[Position identification records]
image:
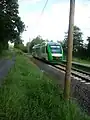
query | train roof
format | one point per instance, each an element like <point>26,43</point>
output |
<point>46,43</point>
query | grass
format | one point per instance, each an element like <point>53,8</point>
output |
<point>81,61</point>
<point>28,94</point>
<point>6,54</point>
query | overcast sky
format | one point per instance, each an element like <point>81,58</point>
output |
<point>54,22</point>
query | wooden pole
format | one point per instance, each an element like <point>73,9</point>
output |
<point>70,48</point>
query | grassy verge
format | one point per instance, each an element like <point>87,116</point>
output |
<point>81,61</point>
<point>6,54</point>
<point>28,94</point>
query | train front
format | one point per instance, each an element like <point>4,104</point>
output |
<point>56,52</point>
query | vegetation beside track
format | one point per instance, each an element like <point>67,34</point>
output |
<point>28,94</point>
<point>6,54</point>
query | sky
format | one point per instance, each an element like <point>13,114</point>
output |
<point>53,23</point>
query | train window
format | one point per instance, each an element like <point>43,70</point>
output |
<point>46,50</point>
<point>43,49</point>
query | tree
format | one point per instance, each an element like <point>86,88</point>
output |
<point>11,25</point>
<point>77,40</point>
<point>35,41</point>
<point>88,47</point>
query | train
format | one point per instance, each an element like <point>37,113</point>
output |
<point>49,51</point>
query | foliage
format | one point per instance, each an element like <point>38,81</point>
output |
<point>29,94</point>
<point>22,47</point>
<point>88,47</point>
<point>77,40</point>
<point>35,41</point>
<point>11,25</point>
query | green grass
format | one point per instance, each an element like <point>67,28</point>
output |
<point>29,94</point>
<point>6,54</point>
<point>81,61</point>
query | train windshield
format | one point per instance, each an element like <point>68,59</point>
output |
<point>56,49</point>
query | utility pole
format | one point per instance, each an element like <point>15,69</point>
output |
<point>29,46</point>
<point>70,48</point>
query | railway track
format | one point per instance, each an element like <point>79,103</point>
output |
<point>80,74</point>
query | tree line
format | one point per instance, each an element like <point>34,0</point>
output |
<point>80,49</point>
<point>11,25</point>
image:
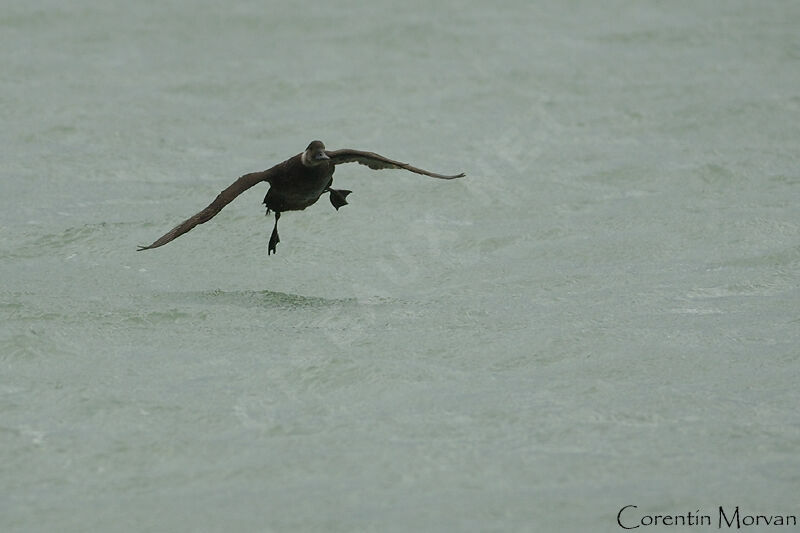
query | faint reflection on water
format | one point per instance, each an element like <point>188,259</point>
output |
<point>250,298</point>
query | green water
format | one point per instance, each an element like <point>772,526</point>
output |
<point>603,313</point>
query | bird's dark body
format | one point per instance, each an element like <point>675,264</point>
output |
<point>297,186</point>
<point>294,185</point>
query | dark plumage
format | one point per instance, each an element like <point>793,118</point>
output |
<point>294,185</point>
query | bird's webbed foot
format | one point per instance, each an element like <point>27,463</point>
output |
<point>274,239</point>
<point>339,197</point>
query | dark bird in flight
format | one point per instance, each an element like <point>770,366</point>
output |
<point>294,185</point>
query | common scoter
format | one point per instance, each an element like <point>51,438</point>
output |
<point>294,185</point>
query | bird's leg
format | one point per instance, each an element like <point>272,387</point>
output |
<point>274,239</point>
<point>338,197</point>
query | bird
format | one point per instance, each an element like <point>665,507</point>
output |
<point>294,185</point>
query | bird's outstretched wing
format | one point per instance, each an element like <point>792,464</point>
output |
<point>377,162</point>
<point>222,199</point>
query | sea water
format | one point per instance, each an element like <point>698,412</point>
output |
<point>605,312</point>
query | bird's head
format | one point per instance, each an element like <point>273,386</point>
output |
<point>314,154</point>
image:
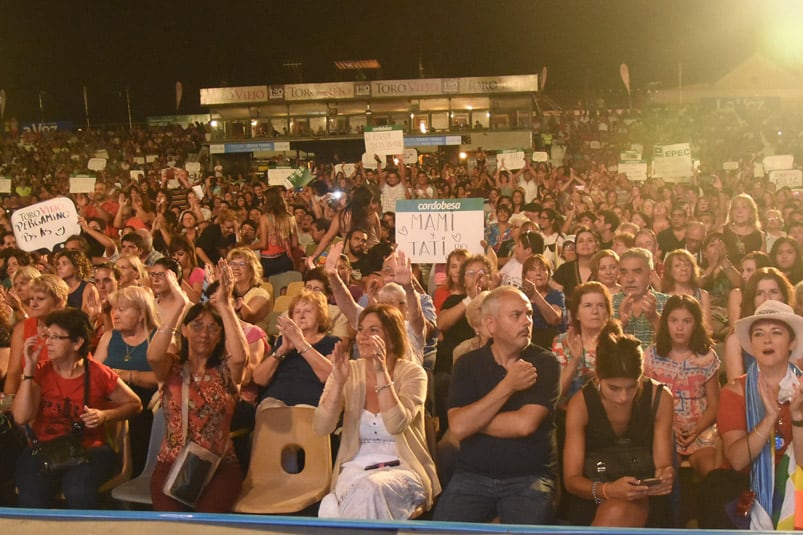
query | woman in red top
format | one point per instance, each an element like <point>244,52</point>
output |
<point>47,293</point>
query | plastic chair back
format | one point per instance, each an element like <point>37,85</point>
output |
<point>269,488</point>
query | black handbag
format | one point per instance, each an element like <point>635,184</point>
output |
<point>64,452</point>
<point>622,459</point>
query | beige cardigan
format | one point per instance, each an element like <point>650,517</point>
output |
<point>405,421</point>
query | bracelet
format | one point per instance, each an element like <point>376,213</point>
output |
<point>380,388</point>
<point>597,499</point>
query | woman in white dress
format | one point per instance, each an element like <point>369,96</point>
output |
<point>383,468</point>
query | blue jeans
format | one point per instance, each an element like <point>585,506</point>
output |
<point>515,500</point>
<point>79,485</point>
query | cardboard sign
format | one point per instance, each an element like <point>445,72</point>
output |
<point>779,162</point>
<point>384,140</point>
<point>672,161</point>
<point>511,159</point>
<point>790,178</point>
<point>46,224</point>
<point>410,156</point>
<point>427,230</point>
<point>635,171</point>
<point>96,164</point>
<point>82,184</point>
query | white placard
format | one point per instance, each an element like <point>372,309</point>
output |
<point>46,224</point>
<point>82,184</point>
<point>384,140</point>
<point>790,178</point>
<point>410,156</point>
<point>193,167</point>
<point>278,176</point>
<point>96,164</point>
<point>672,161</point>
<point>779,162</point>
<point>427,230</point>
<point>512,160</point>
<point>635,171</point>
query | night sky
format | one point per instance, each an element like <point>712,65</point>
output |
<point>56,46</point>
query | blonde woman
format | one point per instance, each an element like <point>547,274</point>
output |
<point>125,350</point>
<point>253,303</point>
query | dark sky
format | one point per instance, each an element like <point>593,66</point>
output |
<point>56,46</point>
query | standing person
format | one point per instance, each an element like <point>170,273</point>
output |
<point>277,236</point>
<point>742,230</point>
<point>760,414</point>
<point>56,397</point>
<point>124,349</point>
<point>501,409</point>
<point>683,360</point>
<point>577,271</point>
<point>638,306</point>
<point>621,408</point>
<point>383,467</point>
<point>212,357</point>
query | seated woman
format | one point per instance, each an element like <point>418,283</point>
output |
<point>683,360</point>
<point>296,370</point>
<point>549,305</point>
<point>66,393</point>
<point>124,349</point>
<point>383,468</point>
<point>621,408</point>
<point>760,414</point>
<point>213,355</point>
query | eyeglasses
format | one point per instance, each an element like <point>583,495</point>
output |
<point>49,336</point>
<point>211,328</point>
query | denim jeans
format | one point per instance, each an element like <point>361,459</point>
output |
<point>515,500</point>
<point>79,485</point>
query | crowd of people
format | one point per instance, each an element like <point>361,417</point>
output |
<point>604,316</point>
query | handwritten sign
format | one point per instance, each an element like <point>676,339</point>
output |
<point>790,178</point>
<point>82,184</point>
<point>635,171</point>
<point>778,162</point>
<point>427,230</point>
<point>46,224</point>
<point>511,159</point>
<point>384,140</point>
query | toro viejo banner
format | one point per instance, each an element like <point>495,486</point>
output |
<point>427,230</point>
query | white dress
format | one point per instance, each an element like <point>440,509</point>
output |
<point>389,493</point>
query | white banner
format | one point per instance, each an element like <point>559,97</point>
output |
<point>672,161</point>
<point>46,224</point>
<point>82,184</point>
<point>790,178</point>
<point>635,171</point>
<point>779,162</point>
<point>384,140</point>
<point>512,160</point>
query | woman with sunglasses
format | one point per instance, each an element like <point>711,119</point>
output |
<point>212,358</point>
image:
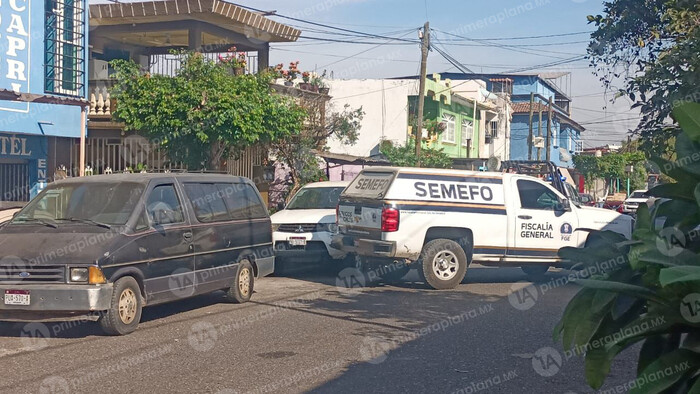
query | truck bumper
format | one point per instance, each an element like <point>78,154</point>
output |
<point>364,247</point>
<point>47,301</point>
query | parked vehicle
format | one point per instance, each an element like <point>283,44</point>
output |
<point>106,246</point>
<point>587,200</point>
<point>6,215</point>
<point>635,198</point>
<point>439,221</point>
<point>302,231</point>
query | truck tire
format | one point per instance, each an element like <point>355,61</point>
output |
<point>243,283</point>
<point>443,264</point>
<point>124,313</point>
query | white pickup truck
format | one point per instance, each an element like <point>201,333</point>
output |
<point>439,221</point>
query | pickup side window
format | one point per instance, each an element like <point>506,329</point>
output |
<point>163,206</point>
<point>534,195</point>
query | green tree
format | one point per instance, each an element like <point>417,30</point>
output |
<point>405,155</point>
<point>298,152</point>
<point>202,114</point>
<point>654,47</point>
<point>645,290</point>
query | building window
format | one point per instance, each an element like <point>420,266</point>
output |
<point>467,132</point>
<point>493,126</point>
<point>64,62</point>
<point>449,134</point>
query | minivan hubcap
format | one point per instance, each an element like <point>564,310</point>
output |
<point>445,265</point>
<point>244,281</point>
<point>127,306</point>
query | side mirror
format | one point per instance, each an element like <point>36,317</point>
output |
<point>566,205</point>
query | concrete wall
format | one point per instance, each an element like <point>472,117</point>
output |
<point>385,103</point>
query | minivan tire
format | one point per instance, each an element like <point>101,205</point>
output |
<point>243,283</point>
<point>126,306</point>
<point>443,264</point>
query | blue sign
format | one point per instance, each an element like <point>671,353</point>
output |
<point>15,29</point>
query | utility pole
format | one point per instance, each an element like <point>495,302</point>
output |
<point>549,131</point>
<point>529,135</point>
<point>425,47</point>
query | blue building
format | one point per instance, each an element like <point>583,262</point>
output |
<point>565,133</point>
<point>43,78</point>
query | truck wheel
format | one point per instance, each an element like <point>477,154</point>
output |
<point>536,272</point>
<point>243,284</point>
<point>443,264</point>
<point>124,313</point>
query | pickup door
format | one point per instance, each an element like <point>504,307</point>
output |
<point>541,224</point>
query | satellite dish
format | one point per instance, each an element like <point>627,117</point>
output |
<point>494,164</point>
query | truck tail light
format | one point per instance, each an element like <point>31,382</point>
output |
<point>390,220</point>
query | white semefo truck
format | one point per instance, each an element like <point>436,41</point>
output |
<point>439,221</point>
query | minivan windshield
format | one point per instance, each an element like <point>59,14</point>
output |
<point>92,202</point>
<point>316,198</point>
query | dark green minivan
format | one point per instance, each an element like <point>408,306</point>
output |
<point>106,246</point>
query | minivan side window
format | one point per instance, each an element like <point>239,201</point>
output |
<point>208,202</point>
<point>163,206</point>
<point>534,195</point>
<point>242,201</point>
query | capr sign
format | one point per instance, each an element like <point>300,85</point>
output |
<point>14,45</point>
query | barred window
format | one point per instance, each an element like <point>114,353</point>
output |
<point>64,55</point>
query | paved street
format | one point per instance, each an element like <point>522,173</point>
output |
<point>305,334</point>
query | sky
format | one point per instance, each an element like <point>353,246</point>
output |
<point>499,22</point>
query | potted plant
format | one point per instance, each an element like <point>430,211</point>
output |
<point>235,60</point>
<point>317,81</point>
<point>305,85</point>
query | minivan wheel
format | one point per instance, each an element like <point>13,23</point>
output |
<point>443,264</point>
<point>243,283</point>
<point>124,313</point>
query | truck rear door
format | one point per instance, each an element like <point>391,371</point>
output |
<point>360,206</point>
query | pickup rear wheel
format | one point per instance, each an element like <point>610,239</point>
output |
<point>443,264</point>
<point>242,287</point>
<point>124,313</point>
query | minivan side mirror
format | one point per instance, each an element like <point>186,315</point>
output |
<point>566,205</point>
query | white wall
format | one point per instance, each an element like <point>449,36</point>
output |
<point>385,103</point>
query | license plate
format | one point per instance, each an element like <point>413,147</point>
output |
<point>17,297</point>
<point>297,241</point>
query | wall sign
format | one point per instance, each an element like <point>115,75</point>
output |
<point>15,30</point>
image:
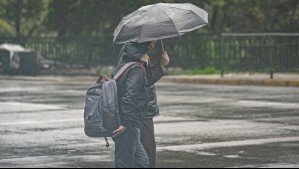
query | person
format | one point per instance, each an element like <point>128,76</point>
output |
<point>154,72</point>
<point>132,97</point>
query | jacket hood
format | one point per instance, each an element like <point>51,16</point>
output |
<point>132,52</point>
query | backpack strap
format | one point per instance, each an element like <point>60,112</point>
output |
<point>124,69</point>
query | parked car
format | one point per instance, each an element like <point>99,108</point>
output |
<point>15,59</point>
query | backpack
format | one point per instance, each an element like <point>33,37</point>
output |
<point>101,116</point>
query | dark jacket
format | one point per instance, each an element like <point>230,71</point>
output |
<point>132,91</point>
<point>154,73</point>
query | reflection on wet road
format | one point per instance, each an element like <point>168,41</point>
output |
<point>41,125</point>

REQUIREMENT
In the items above, lay out everything from the line containing "query | bracelet" down to the line containing "<point>253,303</point>" as a JSON list of strings, one string per line, with blank lines left out.

EXERCISE RESULT
[
  "query | bracelet",
  "format | one point per instance, each an element like <point>376,213</point>",
  "output |",
  "<point>380,388</point>",
  "<point>597,499</point>",
  "query | woman in white dress",
  "format | one point per instance, each an element like <point>369,96</point>",
  "output |",
  "<point>383,468</point>",
  "query | blue jeans",
  "format | one point per instance, each an element like <point>585,506</point>",
  "output |",
  "<point>515,500</point>",
  "<point>79,485</point>",
  "query | cardboard sign",
  "format | one point per instance, each an element like <point>445,72</point>",
  "output |",
  "<point>779,162</point>",
  "<point>384,140</point>",
  "<point>672,161</point>",
  "<point>511,159</point>",
  "<point>790,178</point>",
  "<point>46,224</point>",
  "<point>410,156</point>",
  "<point>427,230</point>",
  "<point>635,171</point>",
  "<point>96,164</point>",
  "<point>82,184</point>",
  "query | white placard",
  "format | one point per instance, each an element like <point>372,309</point>",
  "output |",
  "<point>46,224</point>",
  "<point>82,184</point>",
  "<point>384,140</point>",
  "<point>790,178</point>",
  "<point>410,156</point>",
  "<point>193,167</point>",
  "<point>278,176</point>",
  "<point>96,164</point>",
  "<point>672,161</point>",
  "<point>779,162</point>",
  "<point>427,230</point>",
  "<point>512,160</point>",
  "<point>635,171</point>",
  "query | night sky",
  "format | one point per instance, each an element like <point>712,65</point>",
  "output |",
  "<point>56,46</point>",
  "query | blonde woman",
  "format | one point per instance, each an element like <point>547,274</point>",
  "output |",
  "<point>125,350</point>",
  "<point>253,303</point>"
]